— start Items —
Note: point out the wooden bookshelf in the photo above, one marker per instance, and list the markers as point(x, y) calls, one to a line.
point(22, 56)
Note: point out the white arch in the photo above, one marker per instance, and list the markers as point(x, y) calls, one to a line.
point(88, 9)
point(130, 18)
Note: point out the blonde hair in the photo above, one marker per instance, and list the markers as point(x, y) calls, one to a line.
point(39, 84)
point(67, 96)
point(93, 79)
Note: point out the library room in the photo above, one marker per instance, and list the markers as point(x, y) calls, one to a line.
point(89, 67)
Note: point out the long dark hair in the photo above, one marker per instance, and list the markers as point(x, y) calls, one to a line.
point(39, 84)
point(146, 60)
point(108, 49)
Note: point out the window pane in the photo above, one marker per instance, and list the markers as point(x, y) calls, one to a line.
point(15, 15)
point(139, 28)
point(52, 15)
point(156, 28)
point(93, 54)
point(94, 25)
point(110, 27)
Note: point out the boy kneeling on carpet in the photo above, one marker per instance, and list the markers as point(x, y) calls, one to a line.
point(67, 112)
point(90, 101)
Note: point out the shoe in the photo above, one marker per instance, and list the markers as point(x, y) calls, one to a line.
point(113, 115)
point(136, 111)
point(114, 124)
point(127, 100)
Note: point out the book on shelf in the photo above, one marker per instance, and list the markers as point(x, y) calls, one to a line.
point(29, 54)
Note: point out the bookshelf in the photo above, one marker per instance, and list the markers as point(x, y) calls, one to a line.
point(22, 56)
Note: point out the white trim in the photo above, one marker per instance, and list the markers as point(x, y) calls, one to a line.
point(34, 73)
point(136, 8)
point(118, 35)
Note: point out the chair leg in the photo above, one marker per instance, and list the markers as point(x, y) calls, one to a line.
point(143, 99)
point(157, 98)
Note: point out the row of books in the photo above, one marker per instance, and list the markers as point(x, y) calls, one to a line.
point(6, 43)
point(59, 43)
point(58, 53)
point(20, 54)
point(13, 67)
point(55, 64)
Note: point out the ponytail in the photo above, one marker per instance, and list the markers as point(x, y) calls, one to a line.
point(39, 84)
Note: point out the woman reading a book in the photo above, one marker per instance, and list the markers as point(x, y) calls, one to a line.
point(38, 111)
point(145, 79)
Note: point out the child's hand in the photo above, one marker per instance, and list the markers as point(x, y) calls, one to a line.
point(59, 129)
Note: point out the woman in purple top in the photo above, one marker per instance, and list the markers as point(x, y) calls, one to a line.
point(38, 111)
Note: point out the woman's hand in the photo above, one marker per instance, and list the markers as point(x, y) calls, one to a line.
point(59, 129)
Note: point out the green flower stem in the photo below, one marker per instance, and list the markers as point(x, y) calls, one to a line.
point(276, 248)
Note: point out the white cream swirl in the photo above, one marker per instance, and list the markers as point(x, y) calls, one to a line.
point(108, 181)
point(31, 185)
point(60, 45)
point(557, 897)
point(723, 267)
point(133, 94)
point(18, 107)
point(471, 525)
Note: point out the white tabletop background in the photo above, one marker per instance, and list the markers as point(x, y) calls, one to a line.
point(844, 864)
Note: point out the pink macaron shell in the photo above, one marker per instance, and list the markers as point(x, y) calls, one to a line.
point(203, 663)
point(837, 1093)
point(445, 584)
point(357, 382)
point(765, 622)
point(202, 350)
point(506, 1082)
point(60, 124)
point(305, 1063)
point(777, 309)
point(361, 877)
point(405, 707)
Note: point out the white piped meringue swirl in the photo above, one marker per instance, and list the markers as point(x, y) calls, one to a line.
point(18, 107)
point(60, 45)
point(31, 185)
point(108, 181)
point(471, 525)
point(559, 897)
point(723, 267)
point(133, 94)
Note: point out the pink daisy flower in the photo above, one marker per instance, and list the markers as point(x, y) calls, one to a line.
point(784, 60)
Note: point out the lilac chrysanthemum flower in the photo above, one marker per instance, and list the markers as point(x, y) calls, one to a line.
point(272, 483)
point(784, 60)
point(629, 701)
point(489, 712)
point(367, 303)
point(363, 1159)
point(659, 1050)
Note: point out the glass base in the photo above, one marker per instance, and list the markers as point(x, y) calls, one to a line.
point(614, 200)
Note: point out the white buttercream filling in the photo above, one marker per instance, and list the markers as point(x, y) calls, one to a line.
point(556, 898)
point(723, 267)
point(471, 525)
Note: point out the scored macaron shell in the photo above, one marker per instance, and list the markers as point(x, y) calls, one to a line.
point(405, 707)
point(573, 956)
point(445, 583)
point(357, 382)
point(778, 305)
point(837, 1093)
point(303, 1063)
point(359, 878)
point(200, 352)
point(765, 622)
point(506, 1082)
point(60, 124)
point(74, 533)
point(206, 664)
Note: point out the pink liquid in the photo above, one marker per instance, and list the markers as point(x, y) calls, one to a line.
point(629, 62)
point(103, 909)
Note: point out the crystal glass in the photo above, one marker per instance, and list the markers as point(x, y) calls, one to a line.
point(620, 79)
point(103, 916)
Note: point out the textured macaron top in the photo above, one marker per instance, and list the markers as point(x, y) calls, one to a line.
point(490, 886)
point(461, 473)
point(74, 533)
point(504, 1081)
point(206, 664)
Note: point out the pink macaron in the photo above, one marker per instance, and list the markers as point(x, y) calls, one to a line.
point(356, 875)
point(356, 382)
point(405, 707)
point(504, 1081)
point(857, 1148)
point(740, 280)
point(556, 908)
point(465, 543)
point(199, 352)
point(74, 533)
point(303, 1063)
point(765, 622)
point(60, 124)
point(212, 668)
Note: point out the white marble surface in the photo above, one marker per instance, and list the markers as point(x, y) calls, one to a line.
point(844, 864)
— end Items —
● Exercise goal:
Copy every line of the material above verbatim, from the first line to the last.

● Task result:
Note: point out the wooden bookshelf in the photo above, one marker per instance, and list the markers as point(x, y) calls, one to a line.
point(22, 56)
Note: point out the white arch in the photo above, one marker per instance, and list the markers as point(x, y) calls, one to a line.
point(88, 9)
point(130, 18)
Note: point out the blonde hair in the photo above, one marker per instance, and list the markers as point(x, y) calls, one to a line.
point(39, 84)
point(67, 96)
point(93, 79)
Note: point out the library room in the photo above, one marker per instance, and list the markers as point(x, y) calls, one to a line.
point(89, 67)
Note: point out the long dark hair in the photo above, one marker per instance, and list the markers as point(x, y) calls, one to a line.
point(39, 84)
point(146, 60)
point(108, 49)
Note: point out the window pane in the photo above, one marker per instance, and list the markers as point(x, y) calls, one to a line.
point(15, 15)
point(139, 28)
point(52, 15)
point(156, 28)
point(93, 54)
point(94, 25)
point(110, 27)
Note: point out the boy kneeling on carpet in the photo above, one marker per instance, and list the markers as point(x, y) calls, one to a line.
point(67, 112)
point(90, 101)
Note: point out the shoe in the photo above, one marker per instance, and list the markers as point(x, y) calls, one to a line.
point(113, 115)
point(136, 111)
point(114, 124)
point(127, 100)
Note: point out the book on shelf in the photo above, one marker per instance, and list the markers as point(x, y) calls, one to a line.
point(29, 54)
Note: point out the bookshelf in the photo above, one marker per instance, and list the markers as point(x, y) calls, one to a line.
point(22, 56)
Note: point out the white trim in the photo above, one marker per instance, and list the markers as point(x, y) calls, one to a line.
point(34, 73)
point(136, 8)
point(118, 35)
Note: point out the chair leg in the photo above, one marker per instance, and list the markers as point(x, y) calls, one to a line.
point(143, 99)
point(157, 98)
Note: point out the row of books in the photo above, one marker per instance, and list the markers as point(x, y) calls, one to a line.
point(6, 43)
point(59, 43)
point(58, 53)
point(20, 54)
point(13, 67)
point(55, 64)
Note: point out the ponytail in the photo above, one marker per instance, and list the markers as point(x, y) calls, one to a line.
point(39, 84)
Note: point out the woman reading a book in the photo above, one marker per instance, and list the markers as point(x, y) calls, one to a line.
point(38, 111)
point(145, 79)
Note: point out the child's hand in the photo above, one marker per instance, and list the markers as point(x, y) calls, one to a line.
point(59, 129)
Note: point out the woman in purple top in the photo above, one marker per instance, and list the markers as point(x, y) calls, one to a line.
point(38, 111)
Note: point out the woman's hand in the photo above, one marker per instance, and list the markers as point(x, y) calls, one to a line.
point(59, 129)
Note: point out the green flower stem in the photo below, one marker per instance, and list the markers as point(x, y) calls, one to a line.
point(276, 248)
Note: point out the white cream swirl in the photo above, one marker per instance, and list the markers as point(x, y) calls, one to a line.
point(108, 181)
point(31, 185)
point(60, 45)
point(557, 897)
point(723, 267)
point(133, 94)
point(18, 107)
point(471, 525)
Note: point out the white tabletop background in the photo above, one marker per instance, and list the markers as point(x, y) calls, one to a line.
point(844, 864)
Note: point out the pink macaron shell in the photo above, one marker per instance, and list the markers as point(x, y) calls, one to a line.
point(203, 663)
point(837, 1093)
point(445, 584)
point(357, 382)
point(765, 622)
point(202, 350)
point(506, 1082)
point(60, 124)
point(305, 1063)
point(777, 309)
point(361, 877)
point(405, 707)
Note: point out the white piped meringue swirl in the photo above, one marker per instance, and list the markers as point(x, y) calls, one to a line.
point(18, 107)
point(60, 45)
point(31, 185)
point(108, 181)
point(471, 525)
point(559, 897)
point(723, 267)
point(133, 94)
Note: point out the pink daisy flower in the photo above, one marker per instance, and list the markers as point(x, y) calls, one to a line.
point(784, 60)
Note: point out the lilac chrysanthemum flower in the photo above, one marker per instance, and list the markers as point(x, y) calls, one to a line.
point(272, 483)
point(784, 60)
point(629, 701)
point(489, 712)
point(367, 303)
point(363, 1159)
point(659, 1050)
Note: point out the glass base in the photo above, one marker per instance, and list the markers as point(x, y) calls, one to a line.
point(614, 200)
Note: point out the white buttercream filling in the photo above, one marker per instance, and list the markers as point(x, y) calls, one to a line.
point(556, 898)
point(723, 267)
point(471, 525)
Note: point out the scored macaron shell in the photo above, one marker per instance, and list the markers as point(x, y) calls, one to a line.
point(405, 707)
point(573, 956)
point(445, 583)
point(357, 382)
point(778, 305)
point(837, 1093)
point(303, 1063)
point(359, 878)
point(200, 352)
point(765, 622)
point(506, 1082)
point(60, 124)
point(74, 533)
point(206, 664)
Note: point out the pink liquid in the photo above, one marker per instance, and list the markers as point(x, y) calls, one to a line.
point(629, 62)
point(103, 909)
Note: point out the crystal glass in the photo above, one marker per instance, and list the markers as point(x, y) calls, one to a line.
point(620, 79)
point(103, 916)
Note: point out the textured macaron top in the photo above, one marker per instance, and list the markers as point(x, y) calls, one to a line.
point(490, 886)
point(461, 473)
point(74, 533)
point(504, 1081)
point(206, 664)
Note: point out the pink macaron in the photo above, one marker per instance, and list the markers as point(x, y) calls, one to a line.
point(356, 875)
point(356, 382)
point(405, 707)
point(504, 1081)
point(857, 1148)
point(740, 280)
point(556, 908)
point(465, 543)
point(199, 352)
point(74, 533)
point(303, 1063)
point(765, 622)
point(60, 124)
point(212, 668)
Note: point out the white marble surface in the photo above, one marker per instance, and list the markers as point(x, y) calls, one to a line.
point(844, 864)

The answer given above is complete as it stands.